Consignes
Dans le texte sur le Disque-monde, quelles sont, s'il vous plaît, les quatre forces qui assurent selon les druides la bonne marche de l'univers ?

Texte
+ + + + + + +

En
cette période de temps indécis où l’été hésite à s’installer, en pleine
négociation avec un hiver frustré qui voudrait bien rester un peu sous nos
fenêtres, un automne conciliant prêt à donner de son temps, un printemps
pluvieux que rien n’arrive à consoler, je dévore, tomes après tomes, les
nombreux volumes qui composent les annales du Disque-monde de Terry Pratchett.
Si
le premier tome intitulé “La huitième couleur” m’a laissée circonspecte,
pataugeant dans un style burlesque fantaisiste qui peinait à trouver un écho
franc en moi, il m’a cependant invitée à ouvrir curieusement le second tome
(“Le huitième sortilège”), puis, franchement, le troisième tome (“La huitième
fille”).
Je
puis dire, en refermant l’ouvrage d’un soupir satisfait, que j’adore tout
simplement la lecture que je viens d’achever.
Je
me réserve encore un peu avant de me lancer dans un essai dithyrambique sur
l’oeuvre de Pratchett, il faudrait que je lise au moins 41 des 41 tomes de la
série pour me sentir légitime à apporter un grain de sel. Cependant, dans un
tout premier temps, je souhaiterais partager deux minuscules extraits que j’ai
pris le temps de marquer d’une cornure de page au fil d’une lecture haletante
tant ils m’ont fait sourire ou m’ont semblé souligner la pertinente
impertinence de l’auteur, génial.
Voici
le premier extrait, tiré du tome 2 :
“Les
druides du Disque tiraient fierté de leur ouverture d’esprit quand il
s’agissait d’aborder les mystères de l’univers. Bien entendu, à l’instar des
druides de partout, ils croyaient à l’unité indispensable de la vie, au
pouvoir de guérison des plantes, au rythme naturel des saisons et au bûcher
pour quiconque professait des opinions différentes, mais ils avaient aussi
réfléchi longuement, intensément sur le principe même de la création et formulé
la théorie suivante : L’univers, à leur point de vue, dépendait pour sa bonne
marche de l’équilibre de quatre forces, dans lesquelles ils reconnaissaient le
charme, la conviction, le doute et l’envie d’emmerder le monde. Par exemple, le
soleil et la lune tournaient autour du Disque parce qu’ils étaient convaincus
de ne pas tomber, mais ne s’en éloignaient pas à cause du doute. Le charme
permettait aux arbres de pousser, l’envie d’emmerder le monde les maintenait
debout, et ainsi de suite. Certains druides insinuaient que cette théorie
présentait des lacunes, mais leurs aînés expliquaient avec force sous-entendus
qu’il y avait assurément matière à discussion s’appuyant sur des faits, aux
passes d’armes d’un débat scientifique passionnant, lequel débat se tiendrait
au sommet du prochain bûcher de solstice.”

+ + + + + + +

Données fournies

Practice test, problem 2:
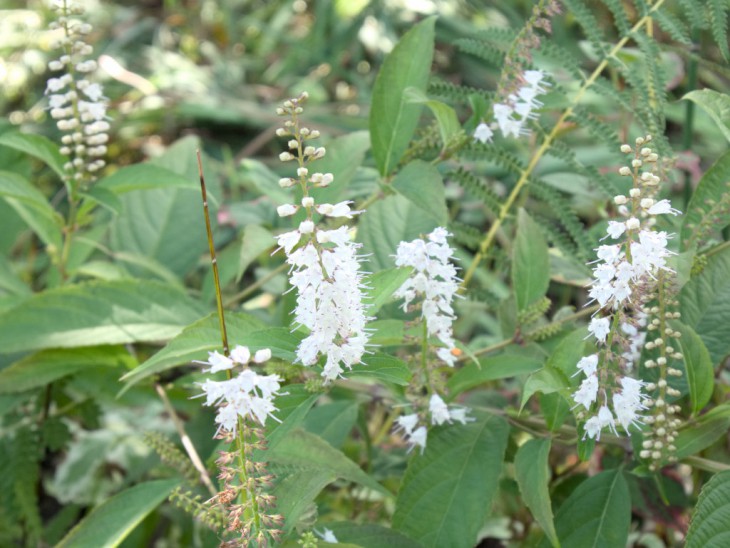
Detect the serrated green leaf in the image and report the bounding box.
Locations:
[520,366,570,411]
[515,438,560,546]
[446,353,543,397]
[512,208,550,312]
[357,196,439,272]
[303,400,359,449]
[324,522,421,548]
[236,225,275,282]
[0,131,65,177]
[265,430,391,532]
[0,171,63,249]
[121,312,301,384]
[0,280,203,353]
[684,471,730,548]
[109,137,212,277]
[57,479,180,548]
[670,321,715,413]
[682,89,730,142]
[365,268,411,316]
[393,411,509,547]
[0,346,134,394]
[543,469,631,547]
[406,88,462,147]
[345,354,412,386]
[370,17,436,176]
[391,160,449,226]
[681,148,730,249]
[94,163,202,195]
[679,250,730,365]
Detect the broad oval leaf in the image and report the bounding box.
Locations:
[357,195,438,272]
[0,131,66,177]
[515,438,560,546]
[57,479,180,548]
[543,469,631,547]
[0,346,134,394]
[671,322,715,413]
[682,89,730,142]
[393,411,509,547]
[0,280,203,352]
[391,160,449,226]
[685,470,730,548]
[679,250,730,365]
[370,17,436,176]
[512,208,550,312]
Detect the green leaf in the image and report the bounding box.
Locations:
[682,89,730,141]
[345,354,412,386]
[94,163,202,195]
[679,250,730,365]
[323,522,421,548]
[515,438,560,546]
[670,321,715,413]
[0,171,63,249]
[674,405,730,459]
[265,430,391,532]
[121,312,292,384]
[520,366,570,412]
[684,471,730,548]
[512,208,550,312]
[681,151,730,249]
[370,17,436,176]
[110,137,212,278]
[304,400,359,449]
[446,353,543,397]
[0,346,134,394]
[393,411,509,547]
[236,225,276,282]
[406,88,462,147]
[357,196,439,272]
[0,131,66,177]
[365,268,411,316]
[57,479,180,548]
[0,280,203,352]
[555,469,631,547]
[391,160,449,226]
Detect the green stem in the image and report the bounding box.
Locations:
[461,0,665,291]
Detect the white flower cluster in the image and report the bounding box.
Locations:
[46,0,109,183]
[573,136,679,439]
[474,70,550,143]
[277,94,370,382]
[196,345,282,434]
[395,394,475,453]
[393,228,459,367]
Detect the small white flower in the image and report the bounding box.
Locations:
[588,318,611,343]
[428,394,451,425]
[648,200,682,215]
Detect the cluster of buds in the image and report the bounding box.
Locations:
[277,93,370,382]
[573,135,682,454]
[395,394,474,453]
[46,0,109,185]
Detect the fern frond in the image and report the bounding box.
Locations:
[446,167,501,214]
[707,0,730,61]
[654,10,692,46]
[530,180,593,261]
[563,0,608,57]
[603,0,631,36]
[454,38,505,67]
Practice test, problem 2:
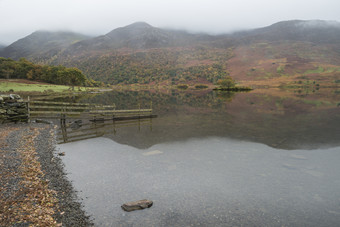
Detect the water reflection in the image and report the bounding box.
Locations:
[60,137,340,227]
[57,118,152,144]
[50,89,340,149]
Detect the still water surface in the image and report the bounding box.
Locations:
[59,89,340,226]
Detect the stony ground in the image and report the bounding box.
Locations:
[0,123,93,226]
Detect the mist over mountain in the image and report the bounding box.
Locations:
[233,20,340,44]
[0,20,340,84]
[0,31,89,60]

+ + + + + + +

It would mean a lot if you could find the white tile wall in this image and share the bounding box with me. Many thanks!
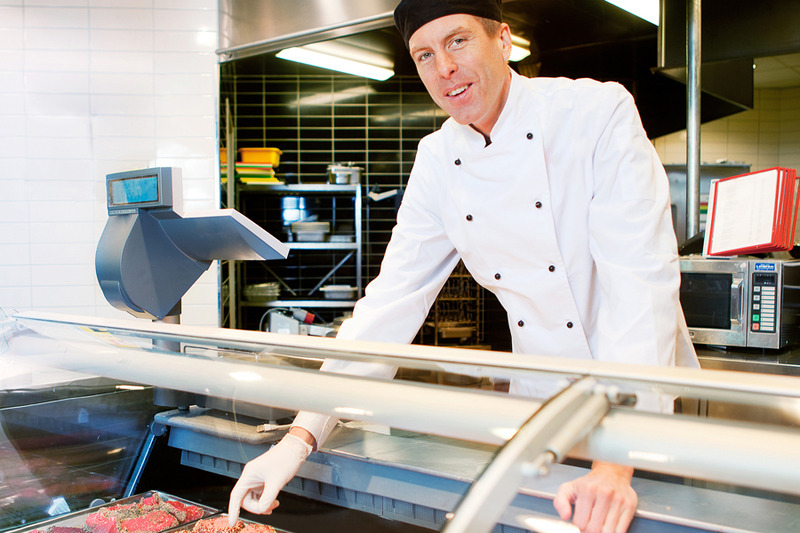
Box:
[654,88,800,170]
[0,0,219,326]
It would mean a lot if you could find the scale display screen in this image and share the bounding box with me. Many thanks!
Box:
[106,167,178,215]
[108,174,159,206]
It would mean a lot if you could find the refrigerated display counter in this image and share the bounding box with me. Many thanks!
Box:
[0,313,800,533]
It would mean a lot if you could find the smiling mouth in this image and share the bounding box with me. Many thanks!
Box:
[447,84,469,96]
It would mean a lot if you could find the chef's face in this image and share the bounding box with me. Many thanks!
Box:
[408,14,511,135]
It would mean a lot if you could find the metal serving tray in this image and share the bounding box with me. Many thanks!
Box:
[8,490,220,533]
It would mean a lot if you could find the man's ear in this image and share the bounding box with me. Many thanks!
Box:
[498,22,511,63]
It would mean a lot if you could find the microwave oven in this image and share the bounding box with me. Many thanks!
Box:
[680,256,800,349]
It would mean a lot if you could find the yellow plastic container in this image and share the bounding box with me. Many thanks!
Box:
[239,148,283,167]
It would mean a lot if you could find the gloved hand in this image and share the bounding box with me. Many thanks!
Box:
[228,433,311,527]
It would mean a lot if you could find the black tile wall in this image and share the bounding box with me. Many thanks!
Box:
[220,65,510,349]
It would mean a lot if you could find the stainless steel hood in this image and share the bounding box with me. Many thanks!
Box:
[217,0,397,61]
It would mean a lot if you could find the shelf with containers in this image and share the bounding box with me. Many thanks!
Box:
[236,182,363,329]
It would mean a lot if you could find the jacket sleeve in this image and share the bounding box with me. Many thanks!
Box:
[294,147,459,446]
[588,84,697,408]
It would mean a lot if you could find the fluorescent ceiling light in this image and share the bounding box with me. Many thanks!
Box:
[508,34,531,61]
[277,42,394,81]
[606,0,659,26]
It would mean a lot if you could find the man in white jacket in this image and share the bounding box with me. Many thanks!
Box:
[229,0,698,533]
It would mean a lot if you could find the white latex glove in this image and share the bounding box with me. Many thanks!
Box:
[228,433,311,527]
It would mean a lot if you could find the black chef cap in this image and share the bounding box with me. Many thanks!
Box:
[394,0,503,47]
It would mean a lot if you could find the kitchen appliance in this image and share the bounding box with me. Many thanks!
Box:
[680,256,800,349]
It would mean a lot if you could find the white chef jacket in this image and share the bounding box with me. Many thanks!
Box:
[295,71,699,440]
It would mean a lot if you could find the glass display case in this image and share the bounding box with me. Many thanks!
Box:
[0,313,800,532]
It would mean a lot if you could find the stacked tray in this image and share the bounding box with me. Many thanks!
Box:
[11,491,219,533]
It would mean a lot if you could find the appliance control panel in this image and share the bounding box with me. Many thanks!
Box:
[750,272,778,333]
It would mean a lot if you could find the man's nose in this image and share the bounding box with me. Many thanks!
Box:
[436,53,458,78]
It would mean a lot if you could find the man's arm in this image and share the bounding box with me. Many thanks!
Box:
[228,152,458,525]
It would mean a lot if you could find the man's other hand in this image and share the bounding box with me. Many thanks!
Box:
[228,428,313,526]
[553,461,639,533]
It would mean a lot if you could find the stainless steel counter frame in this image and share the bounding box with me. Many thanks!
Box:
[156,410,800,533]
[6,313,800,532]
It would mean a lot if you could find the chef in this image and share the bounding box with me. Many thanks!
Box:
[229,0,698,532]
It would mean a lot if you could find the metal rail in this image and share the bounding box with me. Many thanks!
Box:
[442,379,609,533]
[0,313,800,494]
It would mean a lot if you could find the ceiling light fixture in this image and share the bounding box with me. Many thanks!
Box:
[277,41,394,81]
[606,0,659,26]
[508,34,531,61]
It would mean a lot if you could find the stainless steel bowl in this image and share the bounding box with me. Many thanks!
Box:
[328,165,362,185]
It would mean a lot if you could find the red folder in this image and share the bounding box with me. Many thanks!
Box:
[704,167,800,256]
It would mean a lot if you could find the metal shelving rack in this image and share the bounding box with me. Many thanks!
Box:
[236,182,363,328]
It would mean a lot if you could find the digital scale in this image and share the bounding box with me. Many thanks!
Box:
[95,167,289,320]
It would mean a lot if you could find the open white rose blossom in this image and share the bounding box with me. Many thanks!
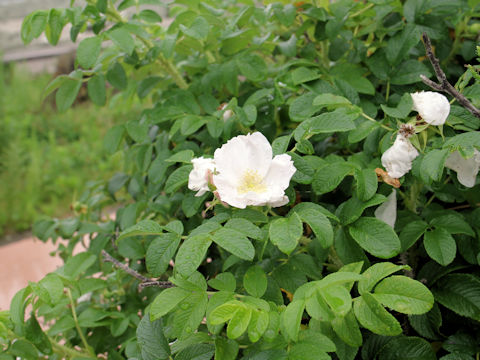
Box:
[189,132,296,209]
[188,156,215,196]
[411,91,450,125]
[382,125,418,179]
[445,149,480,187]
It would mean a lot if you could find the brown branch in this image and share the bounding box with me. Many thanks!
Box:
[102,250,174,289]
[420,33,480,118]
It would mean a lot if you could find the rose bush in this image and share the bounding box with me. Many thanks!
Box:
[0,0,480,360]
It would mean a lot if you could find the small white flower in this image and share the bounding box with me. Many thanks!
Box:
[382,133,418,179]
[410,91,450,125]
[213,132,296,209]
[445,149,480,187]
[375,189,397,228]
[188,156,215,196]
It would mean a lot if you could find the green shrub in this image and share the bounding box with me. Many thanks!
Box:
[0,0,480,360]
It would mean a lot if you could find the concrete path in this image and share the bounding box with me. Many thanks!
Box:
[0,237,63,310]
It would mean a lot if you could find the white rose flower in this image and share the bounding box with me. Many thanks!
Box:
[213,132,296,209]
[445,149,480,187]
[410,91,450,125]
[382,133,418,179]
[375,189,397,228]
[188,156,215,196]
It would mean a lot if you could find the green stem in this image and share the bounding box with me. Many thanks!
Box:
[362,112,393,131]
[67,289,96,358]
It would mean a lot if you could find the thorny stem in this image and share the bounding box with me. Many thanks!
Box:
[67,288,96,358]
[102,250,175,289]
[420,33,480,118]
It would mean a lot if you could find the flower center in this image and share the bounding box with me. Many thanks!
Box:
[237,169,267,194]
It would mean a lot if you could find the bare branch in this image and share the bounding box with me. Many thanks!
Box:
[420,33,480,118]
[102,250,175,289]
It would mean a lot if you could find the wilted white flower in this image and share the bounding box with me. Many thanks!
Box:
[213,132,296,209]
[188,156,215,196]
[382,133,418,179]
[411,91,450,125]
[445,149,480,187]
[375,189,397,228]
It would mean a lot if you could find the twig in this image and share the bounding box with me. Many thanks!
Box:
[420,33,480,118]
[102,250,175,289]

+ + + + + + +

Réponse attendue
Le charme, la conviction, le doute et l'envie d'emmerder le monde.